Extend the forum thread below on transaction taxes, starting right after its last sentence.

(ARTICLE):

-- -- --

A tax is presumably different from a fee, in that a tax goes to the government, potentially benefitting all of us (in a "perfect" world).
There certainly is an argument for folks to not keep their money in a bank, or if they receive a check, to cash it in its entirety, and just use that instead of debit cards. Additionally, with the use of debit cards, there's the third party who observes the transaction, and accumulates this as a data point in their private database, which can be another source of income for them.
Response to Trillo (Reply #2)
Wed Nov 28, 2012, 02:22 PM
Pryderi (6,469 posts)
3. No. Only on stock transactions. More from the link:
John Maynard Keynes was among the first proponents of a securities transaction tax. In 1936 he proposed that a small tax should be levied on dealings on Wall Street, in the United States, where he argued that excessive speculation by uninformed financial traders increased volatility. For Keynes, the key issue was the proportion of ‘speculators’ in the market, and his concern that, if left unchecked, these types of players would become too dominant. Keynes writes: "The introduction of a substantial Government transfer tax on all transactions might prove the most serviceable reform available, with a view to mitigating the predominance of speculation over enterprise in the United States. (1936:159-60)"

-- -- --

(Dataset items):
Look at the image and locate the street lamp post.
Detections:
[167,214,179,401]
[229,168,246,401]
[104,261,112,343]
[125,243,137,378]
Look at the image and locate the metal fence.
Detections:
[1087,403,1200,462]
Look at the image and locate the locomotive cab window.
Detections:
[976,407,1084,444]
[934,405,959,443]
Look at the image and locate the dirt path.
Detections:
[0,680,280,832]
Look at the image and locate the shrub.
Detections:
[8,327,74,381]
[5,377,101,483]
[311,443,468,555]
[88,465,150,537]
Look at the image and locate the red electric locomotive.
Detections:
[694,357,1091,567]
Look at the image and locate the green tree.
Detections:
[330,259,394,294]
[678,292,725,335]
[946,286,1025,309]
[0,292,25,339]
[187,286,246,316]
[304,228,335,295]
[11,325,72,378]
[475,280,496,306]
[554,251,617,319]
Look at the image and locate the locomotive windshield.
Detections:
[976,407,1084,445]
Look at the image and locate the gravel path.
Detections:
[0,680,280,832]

-- -- --

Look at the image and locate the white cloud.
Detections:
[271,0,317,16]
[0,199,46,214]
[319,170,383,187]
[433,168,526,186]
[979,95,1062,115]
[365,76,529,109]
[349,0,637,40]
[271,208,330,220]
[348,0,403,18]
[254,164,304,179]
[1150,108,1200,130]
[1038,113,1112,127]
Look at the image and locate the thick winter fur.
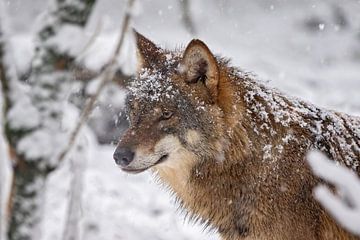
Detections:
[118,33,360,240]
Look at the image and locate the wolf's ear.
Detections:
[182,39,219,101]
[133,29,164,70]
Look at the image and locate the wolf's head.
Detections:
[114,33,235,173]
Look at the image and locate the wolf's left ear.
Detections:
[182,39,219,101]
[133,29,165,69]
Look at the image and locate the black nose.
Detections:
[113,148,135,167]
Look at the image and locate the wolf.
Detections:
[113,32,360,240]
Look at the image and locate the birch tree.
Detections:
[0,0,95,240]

-- -- --

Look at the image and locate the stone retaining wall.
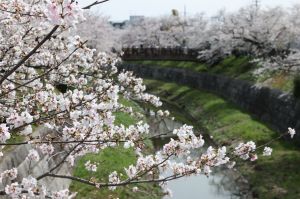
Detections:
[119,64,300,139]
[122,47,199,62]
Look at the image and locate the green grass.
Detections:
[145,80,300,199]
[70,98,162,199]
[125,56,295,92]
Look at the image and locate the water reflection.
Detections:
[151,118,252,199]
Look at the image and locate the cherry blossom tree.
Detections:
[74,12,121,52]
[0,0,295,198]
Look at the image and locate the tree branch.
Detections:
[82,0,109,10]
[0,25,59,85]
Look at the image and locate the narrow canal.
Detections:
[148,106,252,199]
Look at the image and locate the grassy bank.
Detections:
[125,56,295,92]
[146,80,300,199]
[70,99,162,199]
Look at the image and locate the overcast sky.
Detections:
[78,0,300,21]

-- -- --

(RESPONSE):
The US imposed a financial transaction tax from 1914 to 1966. The federal tax on stock sales of 0.1 per cent at issuance and 0.04 per cent on transfers. Currently, the US has a very minor 0.0034 per cent tax which is levied on stock transactions. The tax, known as Section 31 fee, is used to support the operation costs of the Securities and Exchange Commission (SEC). In 1998, the federal government collected $1.8 billion in revenue from these fees, almost five times the annual operating costs of the SEC.
We should raise it back up to 0.1 per cent from the current 0.0034.
It would be a source for revenue.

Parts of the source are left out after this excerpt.